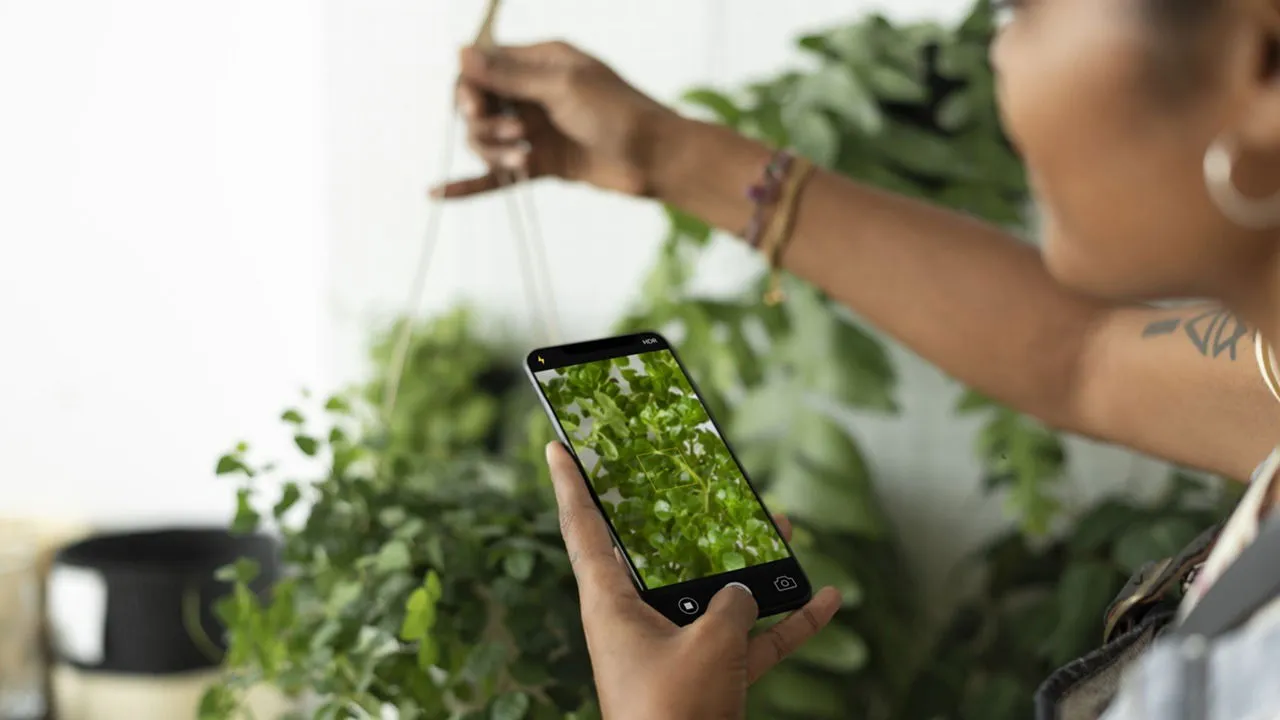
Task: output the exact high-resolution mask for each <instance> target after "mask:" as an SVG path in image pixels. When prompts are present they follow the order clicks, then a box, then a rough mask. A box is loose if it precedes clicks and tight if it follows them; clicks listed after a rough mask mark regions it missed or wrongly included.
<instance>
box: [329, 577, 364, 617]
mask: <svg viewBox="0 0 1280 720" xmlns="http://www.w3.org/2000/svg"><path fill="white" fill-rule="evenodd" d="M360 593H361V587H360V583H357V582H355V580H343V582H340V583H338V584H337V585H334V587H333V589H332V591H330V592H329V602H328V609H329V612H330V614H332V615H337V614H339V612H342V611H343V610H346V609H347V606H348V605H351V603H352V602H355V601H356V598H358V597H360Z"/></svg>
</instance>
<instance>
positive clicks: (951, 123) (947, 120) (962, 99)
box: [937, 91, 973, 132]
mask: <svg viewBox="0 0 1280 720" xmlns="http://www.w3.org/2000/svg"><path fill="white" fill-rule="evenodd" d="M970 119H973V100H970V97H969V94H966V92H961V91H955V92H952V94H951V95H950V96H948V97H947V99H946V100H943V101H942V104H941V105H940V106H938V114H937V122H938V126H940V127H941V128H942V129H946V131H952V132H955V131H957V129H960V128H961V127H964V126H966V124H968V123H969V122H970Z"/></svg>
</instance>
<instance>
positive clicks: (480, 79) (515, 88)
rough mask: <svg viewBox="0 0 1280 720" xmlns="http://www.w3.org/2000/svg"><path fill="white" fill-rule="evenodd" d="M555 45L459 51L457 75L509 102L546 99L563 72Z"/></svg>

******

WORK REQUEST: Write out again exactly the lines that run from the one holding "box: [937, 91, 973, 132]" through the last line of the data; omit all other lines.

PROBLEM SOLUTION:
box: [937, 91, 973, 132]
mask: <svg viewBox="0 0 1280 720" xmlns="http://www.w3.org/2000/svg"><path fill="white" fill-rule="evenodd" d="M970 119H973V100H970V97H969V94H966V92H961V91H955V92H952V94H951V95H950V96H948V97H947V99H946V100H943V101H942V104H941V105H940V106H938V114H937V122H938V126H940V127H941V128H942V129H946V131H952V132H955V131H957V129H960V128H961V127H964V126H966V124H968V123H969V122H970Z"/></svg>
</instance>
<instance>
positive clicks: (480, 79) (515, 88)
rough mask: <svg viewBox="0 0 1280 720" xmlns="http://www.w3.org/2000/svg"><path fill="white" fill-rule="evenodd" d="M555 45L459 51L457 75L509 102L546 99L563 72Z"/></svg>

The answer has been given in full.